▶ _WHAT IS REQUIRED_
Reproduce the line that holds "black leather boot" together with all the lines after it up to the end of the entries.

▶ _DATA SHOWN_
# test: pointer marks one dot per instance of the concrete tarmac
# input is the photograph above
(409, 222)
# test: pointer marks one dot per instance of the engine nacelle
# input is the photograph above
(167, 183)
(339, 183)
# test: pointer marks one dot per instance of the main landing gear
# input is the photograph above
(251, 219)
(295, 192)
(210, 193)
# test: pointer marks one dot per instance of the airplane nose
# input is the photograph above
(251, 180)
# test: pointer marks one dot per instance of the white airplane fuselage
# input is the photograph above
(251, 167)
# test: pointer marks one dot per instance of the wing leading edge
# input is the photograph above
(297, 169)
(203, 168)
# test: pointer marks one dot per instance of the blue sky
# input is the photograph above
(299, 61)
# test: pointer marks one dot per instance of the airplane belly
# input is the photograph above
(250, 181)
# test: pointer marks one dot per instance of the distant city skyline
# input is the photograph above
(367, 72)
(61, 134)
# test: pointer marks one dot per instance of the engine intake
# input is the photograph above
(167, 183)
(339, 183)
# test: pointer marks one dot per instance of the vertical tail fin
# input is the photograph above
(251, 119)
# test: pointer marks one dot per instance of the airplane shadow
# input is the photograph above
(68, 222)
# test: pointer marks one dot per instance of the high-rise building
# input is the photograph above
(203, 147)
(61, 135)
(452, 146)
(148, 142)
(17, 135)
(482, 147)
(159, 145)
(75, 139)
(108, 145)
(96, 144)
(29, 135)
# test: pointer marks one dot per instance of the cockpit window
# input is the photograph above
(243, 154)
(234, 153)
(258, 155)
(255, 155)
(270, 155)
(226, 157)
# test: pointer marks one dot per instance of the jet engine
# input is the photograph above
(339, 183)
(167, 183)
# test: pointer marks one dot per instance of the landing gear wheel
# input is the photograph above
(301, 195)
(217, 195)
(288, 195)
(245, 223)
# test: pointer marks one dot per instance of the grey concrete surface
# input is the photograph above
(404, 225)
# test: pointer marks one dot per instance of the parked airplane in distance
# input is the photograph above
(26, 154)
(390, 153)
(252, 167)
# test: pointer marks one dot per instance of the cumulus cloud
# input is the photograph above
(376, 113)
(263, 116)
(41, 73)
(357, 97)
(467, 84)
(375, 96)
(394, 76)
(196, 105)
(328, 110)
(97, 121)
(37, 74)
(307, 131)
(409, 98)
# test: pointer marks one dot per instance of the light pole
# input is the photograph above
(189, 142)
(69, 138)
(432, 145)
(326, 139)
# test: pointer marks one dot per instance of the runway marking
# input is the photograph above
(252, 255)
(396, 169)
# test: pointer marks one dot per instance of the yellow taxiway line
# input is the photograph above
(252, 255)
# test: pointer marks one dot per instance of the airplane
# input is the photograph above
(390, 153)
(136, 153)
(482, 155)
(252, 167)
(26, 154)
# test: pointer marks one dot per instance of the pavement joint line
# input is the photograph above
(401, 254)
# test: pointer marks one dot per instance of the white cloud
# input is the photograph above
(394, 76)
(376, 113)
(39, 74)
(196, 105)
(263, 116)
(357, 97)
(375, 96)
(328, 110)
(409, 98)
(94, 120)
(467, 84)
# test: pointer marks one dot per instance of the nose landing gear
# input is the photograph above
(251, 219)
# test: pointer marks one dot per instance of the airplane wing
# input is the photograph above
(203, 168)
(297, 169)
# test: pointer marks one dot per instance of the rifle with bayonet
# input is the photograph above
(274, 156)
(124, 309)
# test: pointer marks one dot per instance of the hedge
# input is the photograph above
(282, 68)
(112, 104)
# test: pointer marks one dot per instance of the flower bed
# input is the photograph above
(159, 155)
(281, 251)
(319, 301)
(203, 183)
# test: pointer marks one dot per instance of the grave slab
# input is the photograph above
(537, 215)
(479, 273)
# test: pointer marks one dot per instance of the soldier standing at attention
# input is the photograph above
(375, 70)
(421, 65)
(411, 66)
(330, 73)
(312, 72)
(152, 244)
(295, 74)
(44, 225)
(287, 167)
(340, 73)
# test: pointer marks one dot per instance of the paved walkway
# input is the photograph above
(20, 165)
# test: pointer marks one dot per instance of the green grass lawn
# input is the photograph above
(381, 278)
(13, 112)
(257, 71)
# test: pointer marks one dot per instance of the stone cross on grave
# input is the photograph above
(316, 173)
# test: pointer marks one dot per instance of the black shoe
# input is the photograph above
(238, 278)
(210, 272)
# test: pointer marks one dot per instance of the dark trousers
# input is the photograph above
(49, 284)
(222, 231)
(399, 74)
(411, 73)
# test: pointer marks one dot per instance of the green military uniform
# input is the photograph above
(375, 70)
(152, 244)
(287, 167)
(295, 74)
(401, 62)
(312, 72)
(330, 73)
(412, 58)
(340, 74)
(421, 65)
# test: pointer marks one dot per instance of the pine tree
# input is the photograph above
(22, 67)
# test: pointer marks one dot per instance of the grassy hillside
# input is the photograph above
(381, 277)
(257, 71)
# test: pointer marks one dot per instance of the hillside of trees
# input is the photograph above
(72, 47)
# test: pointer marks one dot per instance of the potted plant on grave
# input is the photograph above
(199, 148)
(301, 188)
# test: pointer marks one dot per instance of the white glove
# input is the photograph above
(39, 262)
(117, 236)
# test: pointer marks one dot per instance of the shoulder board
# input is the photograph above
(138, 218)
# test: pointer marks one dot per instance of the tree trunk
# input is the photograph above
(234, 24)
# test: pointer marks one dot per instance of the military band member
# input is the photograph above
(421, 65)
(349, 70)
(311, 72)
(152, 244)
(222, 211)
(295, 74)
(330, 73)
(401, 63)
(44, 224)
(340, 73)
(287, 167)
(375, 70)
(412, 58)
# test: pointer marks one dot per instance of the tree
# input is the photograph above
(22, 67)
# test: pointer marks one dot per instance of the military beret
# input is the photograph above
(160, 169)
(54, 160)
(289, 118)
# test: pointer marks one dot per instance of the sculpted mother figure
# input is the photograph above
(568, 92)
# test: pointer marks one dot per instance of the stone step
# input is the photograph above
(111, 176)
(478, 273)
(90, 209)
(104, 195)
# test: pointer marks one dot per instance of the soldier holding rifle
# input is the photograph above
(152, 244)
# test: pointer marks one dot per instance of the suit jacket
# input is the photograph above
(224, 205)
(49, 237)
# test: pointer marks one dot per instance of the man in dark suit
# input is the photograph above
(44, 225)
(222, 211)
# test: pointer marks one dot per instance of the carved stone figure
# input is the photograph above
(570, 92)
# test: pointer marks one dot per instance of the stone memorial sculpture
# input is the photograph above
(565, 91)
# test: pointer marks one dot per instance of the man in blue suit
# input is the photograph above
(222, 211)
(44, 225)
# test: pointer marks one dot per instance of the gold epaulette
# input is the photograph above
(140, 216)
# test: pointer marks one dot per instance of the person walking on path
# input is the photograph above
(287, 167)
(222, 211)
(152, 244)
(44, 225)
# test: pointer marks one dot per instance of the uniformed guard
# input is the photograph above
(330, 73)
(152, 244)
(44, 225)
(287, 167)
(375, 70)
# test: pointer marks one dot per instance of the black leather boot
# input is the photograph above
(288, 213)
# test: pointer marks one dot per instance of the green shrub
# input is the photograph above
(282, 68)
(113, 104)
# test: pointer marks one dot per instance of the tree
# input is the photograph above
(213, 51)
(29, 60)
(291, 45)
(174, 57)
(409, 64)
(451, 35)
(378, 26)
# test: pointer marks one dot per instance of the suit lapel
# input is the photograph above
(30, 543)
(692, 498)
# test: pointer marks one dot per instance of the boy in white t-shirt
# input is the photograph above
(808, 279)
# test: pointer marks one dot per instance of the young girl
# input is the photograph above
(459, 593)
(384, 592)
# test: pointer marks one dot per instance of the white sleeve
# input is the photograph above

▶ _ANSWER FOR THIS EXERCISE_
# test: pointer marks one dot per instance of the black leather boot
# input is the photograph above
(288, 213)
# test: pointer marks one dot per instance of the green shrub
# input is the photograph above
(282, 68)
(113, 104)
# test: pointer marks one dot per instance of the tree
# input is the photograph above
(213, 51)
(29, 60)
(291, 45)
(174, 57)
(409, 64)
(451, 35)
(378, 26)
# test: pointer marks one dot per instance of the suit lapel
# input is the photograph above
(30, 543)
(692, 498)
# test: pointer marks one dot per instance of the boy in white t-shirt
# input is the photograph above
(808, 279)
# test: pointer marks one dot per instance of the young girl
# input is the photograph above
(459, 593)
(384, 592)
# test: pointer marks one dot per instance of the white sleeve
# input is the photograph above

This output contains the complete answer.